I went to see this new staging of the most famous collaboration between the left wing German playwright Bertolt Brecht and the composer Kurt Weill with high expectations. I came away very disappointed.
The translation of the song lyrics was the best I've come across, making political points that are usually lost in other renderings. The singing was often brilliant. The technical props were very cleverly designed. Yet the final product just did not cohere, with the action often dragging and failing utterly to measure up to the pungency of many of the songs.
The Threepenny Opera is a musical rather than a conventional opera. The story line centres upon various sections of the London criminal classes--Peachum, the respectable petty bourgeois who profits from exploiting beggars, MacHeath, the leader of a gang of thieves, the captain, the corrupt police chief.
The criminals mimic the behaviour of high bourgeois society, plot against each other and shop one another to the police. The point, for Brecht, was to show that there was not a difference in essence between the bourgeoisie and the cold blooded thief and murderer--except the bourgeoisie know how to avoid direct implication in their crimes. As the most famous Brecht-Weill song puts it, 'The shark bites with his teeth/ scarlet billows start to spread/ fancy gloves, though, wears MacHeath/ and there's not a trace of red'.

Data section:
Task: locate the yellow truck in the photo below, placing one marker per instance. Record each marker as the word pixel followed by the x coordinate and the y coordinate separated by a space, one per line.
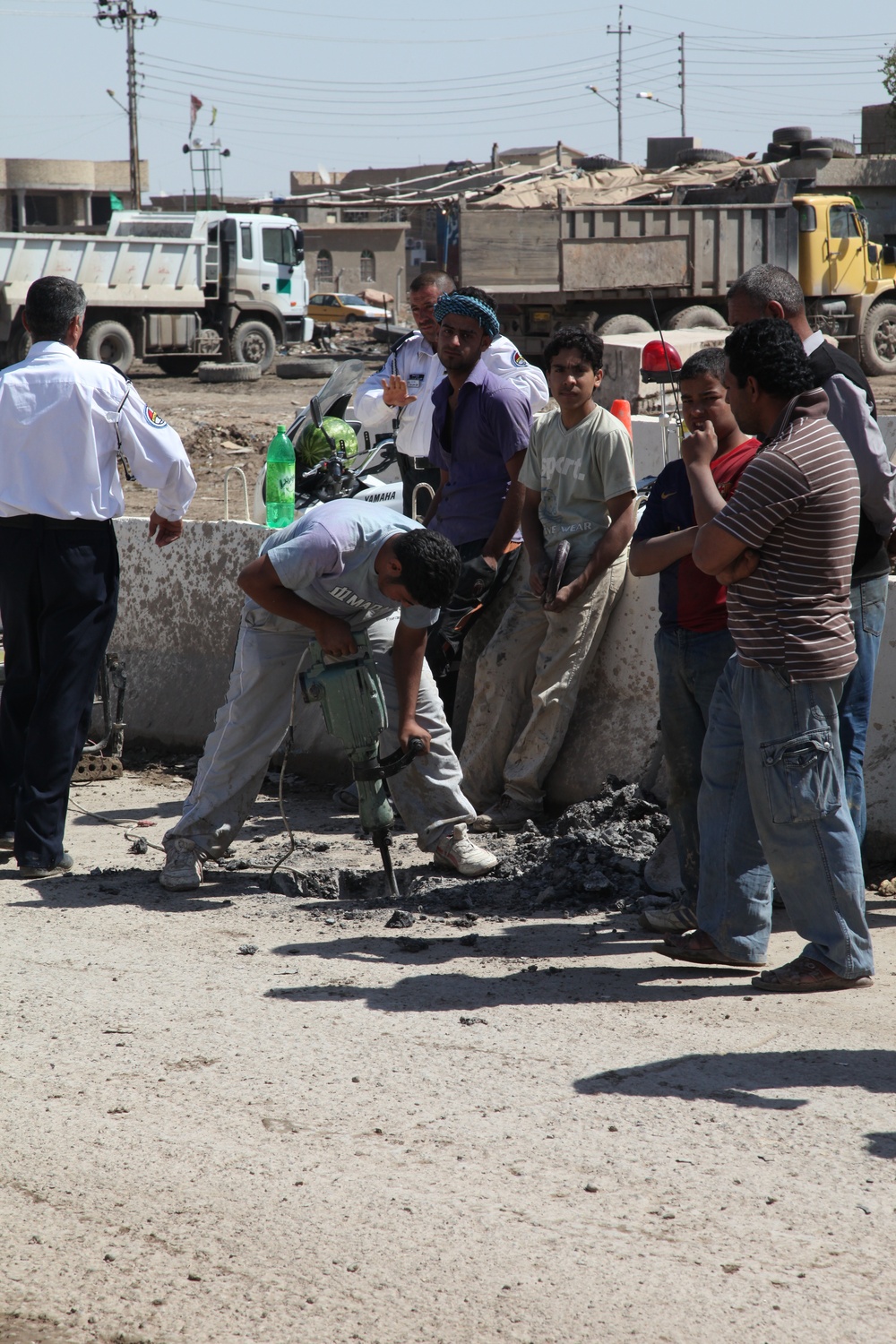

Exercise tasks:
A - Transcribe the passage of the theatre review that begins at the words "The translation of" and stops after the words "of the songs.".
B - In the theatre review, what does Peachum profit from?
C - Write the next part of the theatre review, picking up after its final sentence.
The listing is material separate from the theatre review.

Exercise responses:
A -
The translation of the song lyrics was the best I've come across, making political points that are usually lost in other renderings. The singing was often brilliant. The technical props were very cleverly designed. Yet the final product just did not cohere, with the action often dragging and failing utterly to measure up to the pungency of many of the songs.

B - Exploiting beggars.

C -
But there always seem to have been problems getting productions of The Threepenny Opera to put this point across clearly. Brecht worked on the play in the late 1920s shortly before he became a full blown Marxist and, setting it in Victorian London, did not use it to make direct contemporary political comment. This meant well heeled theatre audiences could always see it just as a farce about gangsters. As one of Brecht's biographers, Ronald Hayman, says, 'The well dressed entrepreneurs in the stalls could feel comfortably superior to the robber gangs that aped the social pretensions of the nouveaux-riches.'
The very success of the work served further to emasculate its political points, as it became a modern classic which merited sumptuous productions designed to give value for money to those who could afford f30 a seat.
This new production seeks to overcome these problems by setting the action in Britain in the near future, with television screens broadcasting Crime Watch programmes and a special Evening Standard on MacHeath's arrest. But the good intentions come to little as a result of poor acting and sloppy stage work. Peachum and his wife do not come across as respectable petty bourgeois. MacHeath and his gang are not convincing caricatures of 1930s villains, let alone of 1990s villains who ape the rich. The performances of the captain and his police falter. The end result is a spectacle without political content, a series of extremely good songs interspersed with not particularly funny farce.
It is a shame, because Britain today is remarkably like the world caricatured by Brecht 65 years ago. There are thousands of beggars. There are hordes of corrupt police chiefs. There are crooked politicians. There are supercriminals of the Maxwell variety that go unpunished. And there are big businessmen who trade in wholesale murder. Never have much of the respectable bourgeoisie and the nastier section of the criminal classes been so alike. And never would a successful musical that made these points be more relevant.
As it is, it is worth going to the Donmar to hear the songs. But if you want to get the point of the whole operation, you will need to read the excellent Threepenny Novel (Penguin, f6.99) written by the Marxist Brecht four years after the first stage performance.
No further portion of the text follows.